** Text block **

After a months-long battle to reinstate his account, 83-year-old Edward Willamowicz said he was shutting down his Poland Forever page due to censorship pressure from Facebook.
The popular page, which was featured in a televized interview with Polish media outlet PolandIn, and known for sharing articles and photos about Polish history, culture, and politics, was not banned in the typical way but instead its creator, Willamowicz, was banned from using his personal account to administer the page.
“As of 13 May, I have been banned and cannot enable my original Facebook account to carry out my duties on this page. Except for commenting from a new account, I cannot post, remove spam, etc. nor even delete the Poland Forever page. All this despite my many appeals to Facebook about re-enabling my account,” Willamowicz wrote in a post on Facebook.
Willamowicz sometimes posted content that was positive to Poland’s conservative Law and Justice party (PiS), but most of his posts were non-political. Still, given Facebook’s frequent silencing of conservative content and pages, there is some concern that the banning of Willamowicz’s may have been an effort to silence his pro-PiS and patriotic content.
Willamowicz’s personal account was first locked on May 13., which was the only administrator account running Poland Forever. He not only lost his ability to run Poland Forever, but he also his thousands of contacts and friends.
The page was not banned by Facebook in the typical manner. Although users can still access it, the only administrator, Willamowicz, was locked out of his personal account. If fans visit the page, they are still able to see it, but most are probably unaware that the person responsible for running the page can no longer do so.
The Poland Forever page also had one editor account, which was assigned to an acquaintance of Willamowicz. Although the editor could still post content to the page, the person running the editor account was unable to post on a regular basis, effectively throttling the page. The editor also did not have the power to delete spam, moderate discussions or assign new users to administrate the Poland Forever page.
Willamowicz said that his banning appeared to result from an article he posted from a mainstream website, ThoughtCo., entitled “Causes of World War II“, which featured a photograph of Adolf Hitler. Facebook has a ban on content that glorifies Nazis, but despite the article featuring a lead photograph of Adolf Hitler, the article itself was anti-Nazi. Despite multiple appeals to Facebook from Willamowicz and explanation that he was posting an anti-Nazi article, the company has not reinstated his account for nearly half a year.

** Exercise requirements **
• 1. Answer from the article about the Poland Forever page:
(a) Which media outlet featured the page in a televised interview?
(b) What was the title of the ThoughtCo. article that Willamowicz posted?
(c) How many editor accounts did the page have?
• 2. In the article about the Poland Forever page, print the stretch from "Willamowicz’s personal account" through "contacts and friends." without any changes.

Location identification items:

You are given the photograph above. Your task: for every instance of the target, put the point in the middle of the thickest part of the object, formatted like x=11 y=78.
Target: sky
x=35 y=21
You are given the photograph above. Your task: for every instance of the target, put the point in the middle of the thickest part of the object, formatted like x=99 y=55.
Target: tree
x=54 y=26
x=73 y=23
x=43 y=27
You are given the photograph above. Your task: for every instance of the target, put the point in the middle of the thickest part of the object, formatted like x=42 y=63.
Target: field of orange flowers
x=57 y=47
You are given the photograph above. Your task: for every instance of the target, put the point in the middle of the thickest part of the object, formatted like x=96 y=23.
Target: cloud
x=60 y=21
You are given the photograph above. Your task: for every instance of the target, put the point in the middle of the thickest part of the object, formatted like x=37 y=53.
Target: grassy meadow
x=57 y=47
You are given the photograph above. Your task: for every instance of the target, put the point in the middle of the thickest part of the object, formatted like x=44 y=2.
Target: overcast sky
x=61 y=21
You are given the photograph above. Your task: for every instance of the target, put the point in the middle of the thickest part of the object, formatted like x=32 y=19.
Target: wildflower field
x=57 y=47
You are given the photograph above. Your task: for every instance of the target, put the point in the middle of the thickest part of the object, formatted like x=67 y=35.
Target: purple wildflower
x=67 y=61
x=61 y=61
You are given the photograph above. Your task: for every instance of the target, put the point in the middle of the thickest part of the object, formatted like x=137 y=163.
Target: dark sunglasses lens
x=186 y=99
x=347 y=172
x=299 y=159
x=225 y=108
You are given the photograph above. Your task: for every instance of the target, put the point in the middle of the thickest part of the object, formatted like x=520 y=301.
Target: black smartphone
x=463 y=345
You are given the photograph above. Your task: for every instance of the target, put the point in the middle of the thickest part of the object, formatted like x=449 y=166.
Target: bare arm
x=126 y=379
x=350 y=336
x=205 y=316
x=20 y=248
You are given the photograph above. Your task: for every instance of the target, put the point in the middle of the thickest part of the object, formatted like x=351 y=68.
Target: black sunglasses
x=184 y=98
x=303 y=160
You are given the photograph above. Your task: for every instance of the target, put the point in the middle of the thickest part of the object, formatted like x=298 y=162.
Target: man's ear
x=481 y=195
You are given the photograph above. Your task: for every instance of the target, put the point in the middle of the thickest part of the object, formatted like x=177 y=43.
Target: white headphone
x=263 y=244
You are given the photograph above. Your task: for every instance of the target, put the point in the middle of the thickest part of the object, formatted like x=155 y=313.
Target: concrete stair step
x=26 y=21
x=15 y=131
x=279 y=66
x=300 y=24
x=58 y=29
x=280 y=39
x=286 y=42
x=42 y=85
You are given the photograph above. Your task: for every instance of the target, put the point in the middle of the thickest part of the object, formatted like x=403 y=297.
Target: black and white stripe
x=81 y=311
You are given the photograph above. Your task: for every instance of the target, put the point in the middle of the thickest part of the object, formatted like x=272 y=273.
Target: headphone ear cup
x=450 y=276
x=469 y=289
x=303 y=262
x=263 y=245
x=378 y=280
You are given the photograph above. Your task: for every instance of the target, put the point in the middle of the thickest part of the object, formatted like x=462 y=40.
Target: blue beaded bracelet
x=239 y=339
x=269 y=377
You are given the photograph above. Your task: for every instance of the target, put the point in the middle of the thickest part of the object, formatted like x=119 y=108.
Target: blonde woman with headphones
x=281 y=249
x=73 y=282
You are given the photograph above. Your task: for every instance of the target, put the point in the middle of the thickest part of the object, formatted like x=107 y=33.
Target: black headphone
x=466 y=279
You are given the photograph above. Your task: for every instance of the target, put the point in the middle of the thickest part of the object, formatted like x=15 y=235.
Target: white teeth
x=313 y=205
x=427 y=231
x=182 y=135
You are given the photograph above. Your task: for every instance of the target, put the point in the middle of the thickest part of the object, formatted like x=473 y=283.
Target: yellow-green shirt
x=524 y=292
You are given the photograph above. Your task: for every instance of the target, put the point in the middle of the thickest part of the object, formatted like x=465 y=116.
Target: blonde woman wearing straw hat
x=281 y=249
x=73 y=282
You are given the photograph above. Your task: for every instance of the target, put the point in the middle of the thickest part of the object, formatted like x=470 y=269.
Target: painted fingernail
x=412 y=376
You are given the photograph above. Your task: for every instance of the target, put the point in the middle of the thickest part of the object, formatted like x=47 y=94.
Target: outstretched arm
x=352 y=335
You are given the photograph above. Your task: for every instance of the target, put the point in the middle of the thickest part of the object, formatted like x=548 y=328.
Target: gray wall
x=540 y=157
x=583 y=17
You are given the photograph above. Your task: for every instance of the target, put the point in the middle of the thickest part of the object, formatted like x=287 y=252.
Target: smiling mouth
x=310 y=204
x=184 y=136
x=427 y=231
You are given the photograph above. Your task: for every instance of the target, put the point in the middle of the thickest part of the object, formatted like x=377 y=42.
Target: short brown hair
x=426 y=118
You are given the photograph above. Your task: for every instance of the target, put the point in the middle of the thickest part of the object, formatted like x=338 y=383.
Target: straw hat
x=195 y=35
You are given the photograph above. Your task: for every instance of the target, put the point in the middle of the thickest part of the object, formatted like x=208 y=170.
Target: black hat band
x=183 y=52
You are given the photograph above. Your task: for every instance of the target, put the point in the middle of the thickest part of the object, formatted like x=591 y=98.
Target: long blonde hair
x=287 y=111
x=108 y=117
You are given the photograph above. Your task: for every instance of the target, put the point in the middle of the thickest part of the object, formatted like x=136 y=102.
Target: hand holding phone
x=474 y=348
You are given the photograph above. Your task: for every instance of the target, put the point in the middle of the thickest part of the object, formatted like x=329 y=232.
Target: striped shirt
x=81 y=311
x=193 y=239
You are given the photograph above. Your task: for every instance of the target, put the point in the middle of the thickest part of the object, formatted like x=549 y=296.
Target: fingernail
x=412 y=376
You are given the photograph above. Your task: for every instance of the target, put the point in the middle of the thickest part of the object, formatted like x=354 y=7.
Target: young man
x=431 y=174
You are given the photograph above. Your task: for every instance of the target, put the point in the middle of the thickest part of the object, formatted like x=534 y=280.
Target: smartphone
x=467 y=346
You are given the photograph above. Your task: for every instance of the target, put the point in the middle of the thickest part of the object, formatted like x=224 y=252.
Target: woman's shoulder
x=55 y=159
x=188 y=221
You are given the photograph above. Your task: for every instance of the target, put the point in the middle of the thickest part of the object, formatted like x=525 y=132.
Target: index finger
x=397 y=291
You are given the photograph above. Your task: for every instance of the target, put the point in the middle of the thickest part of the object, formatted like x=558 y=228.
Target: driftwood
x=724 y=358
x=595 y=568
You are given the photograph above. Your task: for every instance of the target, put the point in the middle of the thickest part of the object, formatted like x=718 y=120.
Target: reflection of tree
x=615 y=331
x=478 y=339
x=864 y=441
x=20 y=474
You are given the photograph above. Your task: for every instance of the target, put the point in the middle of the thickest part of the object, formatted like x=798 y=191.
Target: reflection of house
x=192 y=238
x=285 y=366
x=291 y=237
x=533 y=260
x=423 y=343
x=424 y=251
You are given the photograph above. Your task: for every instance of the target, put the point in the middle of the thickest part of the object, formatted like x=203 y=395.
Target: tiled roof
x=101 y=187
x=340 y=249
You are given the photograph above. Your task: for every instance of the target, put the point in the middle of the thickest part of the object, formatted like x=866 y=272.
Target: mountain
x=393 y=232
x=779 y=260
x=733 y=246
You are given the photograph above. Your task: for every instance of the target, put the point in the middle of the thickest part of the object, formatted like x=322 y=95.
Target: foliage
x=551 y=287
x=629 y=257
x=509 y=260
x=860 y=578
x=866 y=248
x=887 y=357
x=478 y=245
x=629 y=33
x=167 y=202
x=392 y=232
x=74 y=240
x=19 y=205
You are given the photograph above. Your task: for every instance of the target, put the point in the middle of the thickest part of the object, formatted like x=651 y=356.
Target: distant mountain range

** Answers to the tasks **
• 1.
(a) PolandIn
(b) "Causes of World War II"
(c) One

• 2.
Willamowicz’s personal account was first locked on May 13., which was the only administrator account running Poland Forever. He not only lost his ability to run Poland Forever, but he also his thousands of contacts and friends.